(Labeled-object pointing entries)
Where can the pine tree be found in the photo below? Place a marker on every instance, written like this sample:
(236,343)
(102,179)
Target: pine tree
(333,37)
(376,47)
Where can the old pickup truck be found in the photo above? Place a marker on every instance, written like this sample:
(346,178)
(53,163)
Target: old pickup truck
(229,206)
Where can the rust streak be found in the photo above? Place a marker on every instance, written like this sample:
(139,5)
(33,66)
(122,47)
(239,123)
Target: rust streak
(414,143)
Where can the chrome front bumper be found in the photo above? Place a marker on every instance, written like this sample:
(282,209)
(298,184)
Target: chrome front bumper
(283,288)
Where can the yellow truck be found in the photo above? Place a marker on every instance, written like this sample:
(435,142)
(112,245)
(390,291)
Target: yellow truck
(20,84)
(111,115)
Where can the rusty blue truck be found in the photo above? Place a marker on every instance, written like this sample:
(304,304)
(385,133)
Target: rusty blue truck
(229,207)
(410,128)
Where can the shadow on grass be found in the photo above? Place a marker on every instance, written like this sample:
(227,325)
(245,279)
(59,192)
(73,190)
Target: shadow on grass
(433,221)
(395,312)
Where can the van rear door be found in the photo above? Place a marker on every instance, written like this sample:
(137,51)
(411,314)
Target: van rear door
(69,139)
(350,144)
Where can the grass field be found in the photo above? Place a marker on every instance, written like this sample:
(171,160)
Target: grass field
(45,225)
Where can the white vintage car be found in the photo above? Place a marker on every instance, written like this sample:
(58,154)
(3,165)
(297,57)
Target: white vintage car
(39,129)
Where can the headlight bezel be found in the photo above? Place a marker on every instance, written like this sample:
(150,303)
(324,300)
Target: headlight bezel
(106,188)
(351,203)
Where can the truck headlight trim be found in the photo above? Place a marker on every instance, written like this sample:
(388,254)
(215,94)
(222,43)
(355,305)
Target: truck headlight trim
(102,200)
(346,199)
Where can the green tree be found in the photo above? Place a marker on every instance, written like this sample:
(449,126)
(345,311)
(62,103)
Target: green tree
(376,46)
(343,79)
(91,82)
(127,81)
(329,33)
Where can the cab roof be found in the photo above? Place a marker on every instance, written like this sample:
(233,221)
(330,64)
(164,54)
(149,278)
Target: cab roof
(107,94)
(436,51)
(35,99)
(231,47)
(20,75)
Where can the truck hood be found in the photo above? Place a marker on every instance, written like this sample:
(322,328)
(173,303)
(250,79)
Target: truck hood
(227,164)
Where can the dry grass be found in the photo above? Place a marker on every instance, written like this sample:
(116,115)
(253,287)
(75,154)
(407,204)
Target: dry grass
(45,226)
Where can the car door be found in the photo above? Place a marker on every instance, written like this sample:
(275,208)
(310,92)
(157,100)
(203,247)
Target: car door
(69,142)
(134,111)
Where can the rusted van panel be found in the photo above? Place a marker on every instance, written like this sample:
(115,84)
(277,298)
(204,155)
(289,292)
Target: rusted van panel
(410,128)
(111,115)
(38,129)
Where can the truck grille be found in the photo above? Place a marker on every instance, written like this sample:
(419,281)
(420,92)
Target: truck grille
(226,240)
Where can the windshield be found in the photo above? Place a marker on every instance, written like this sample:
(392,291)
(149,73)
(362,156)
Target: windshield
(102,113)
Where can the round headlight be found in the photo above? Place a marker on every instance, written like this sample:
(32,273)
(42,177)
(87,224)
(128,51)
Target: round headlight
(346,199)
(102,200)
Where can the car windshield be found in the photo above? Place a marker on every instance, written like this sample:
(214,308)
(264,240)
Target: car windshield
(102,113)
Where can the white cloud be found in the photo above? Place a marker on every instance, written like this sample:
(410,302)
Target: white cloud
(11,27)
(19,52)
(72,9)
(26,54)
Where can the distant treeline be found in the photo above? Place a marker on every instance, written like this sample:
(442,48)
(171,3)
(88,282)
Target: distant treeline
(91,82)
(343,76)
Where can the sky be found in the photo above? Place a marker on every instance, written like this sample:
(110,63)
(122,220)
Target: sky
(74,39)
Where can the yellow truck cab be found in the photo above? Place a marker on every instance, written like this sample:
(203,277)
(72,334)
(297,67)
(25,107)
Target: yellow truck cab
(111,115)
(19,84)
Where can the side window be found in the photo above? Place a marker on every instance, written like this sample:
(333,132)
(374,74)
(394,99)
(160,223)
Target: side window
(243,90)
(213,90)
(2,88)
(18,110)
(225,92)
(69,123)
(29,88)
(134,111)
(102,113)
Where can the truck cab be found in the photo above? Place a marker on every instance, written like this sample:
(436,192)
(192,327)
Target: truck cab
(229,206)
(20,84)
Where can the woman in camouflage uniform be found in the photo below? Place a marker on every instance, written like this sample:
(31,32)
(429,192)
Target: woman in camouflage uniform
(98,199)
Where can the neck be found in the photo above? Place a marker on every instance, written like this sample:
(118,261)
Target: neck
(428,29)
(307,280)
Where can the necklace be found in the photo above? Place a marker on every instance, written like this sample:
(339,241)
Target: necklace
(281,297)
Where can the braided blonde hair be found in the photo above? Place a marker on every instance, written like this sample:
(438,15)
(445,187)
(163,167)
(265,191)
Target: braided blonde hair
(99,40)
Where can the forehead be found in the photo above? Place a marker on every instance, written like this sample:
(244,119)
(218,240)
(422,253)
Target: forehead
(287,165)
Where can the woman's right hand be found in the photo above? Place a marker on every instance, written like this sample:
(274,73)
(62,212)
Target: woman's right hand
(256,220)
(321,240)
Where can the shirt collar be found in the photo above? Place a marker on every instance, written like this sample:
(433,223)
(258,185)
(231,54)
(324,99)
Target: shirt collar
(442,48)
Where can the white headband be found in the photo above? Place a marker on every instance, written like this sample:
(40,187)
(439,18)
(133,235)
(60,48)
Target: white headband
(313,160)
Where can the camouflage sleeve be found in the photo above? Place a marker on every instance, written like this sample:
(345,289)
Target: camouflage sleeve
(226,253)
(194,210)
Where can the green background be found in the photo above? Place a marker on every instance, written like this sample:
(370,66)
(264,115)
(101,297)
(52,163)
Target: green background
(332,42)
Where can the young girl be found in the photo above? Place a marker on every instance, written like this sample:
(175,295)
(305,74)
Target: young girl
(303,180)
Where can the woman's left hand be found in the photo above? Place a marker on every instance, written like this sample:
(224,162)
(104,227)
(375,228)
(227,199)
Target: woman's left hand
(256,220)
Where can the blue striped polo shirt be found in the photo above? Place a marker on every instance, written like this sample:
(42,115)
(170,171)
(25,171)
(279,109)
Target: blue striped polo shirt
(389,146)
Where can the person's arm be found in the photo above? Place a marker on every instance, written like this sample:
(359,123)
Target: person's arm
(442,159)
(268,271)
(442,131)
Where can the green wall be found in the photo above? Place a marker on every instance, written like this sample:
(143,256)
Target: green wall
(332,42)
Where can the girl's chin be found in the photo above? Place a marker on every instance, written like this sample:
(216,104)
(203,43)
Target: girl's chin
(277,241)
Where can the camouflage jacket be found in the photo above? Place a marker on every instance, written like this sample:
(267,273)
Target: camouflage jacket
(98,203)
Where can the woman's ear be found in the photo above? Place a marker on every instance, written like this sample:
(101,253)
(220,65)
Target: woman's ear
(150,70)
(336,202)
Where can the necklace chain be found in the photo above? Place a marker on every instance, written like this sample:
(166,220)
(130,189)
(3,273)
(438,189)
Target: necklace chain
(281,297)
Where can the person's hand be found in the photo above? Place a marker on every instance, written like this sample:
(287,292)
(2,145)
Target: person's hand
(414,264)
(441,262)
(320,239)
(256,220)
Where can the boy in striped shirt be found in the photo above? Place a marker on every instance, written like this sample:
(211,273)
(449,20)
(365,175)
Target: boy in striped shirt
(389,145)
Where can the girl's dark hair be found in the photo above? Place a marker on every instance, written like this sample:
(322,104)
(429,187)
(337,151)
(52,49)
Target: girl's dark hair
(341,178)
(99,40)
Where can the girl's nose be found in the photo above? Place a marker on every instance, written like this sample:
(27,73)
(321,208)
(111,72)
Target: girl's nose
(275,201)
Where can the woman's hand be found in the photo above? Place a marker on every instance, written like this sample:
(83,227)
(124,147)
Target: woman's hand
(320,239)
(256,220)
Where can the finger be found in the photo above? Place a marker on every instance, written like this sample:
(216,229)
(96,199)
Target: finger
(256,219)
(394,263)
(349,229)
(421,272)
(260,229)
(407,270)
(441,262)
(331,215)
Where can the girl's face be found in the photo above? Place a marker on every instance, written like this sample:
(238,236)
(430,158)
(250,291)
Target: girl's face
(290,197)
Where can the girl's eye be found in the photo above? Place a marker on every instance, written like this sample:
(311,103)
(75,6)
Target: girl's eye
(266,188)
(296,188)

» Given request
Take the line that contains "Where can the person's hand" and each line after it down to the last of the records, and retype them exactly; add nothing else.

» Result of this task
Where can the person's hand be found in the photo above? Place a marker on every instance, written like this sample:
(287,292)
(2,145)
Target: person's hand
(414,264)
(441,262)
(320,239)
(256,220)
Where can the boy in striped shirt be found in the photo above? Place a marker on every instance, written like this sample:
(211,273)
(449,20)
(365,175)
Target: boy in striped shirt
(389,145)
Where can the girl's dark hair be found in the photo above? Place a marker on every instance, written like this sample:
(322,104)
(429,187)
(337,151)
(52,49)
Target: girl's dark hair
(341,178)
(99,40)
Where can the girl's nose be found in the photo above? Place a marker on every instance, written like this sample:
(27,73)
(321,208)
(111,72)
Target: girl's nose
(275,201)
Where can the woman's hand be found in the photo above? Place a marker on every instance, written like this sample:
(83,227)
(124,147)
Target: woman's hand
(320,239)
(256,220)
Where can the finger be found in the photo above? Place a marker on every instance, written like this sample:
(216,229)
(96,199)
Target: finger
(256,219)
(394,263)
(349,229)
(421,272)
(260,229)
(407,270)
(441,262)
(331,215)
Where can the girl's face be found in the photo above? Place a marker on every instance, written like this sample:
(238,236)
(430,158)
(250,291)
Target: girl's face
(290,197)
Where can the girl's eye be found in the photo above? Place a marker on every instance, written like this sample:
(311,103)
(75,6)
Target: girl's eye
(266,188)
(296,188)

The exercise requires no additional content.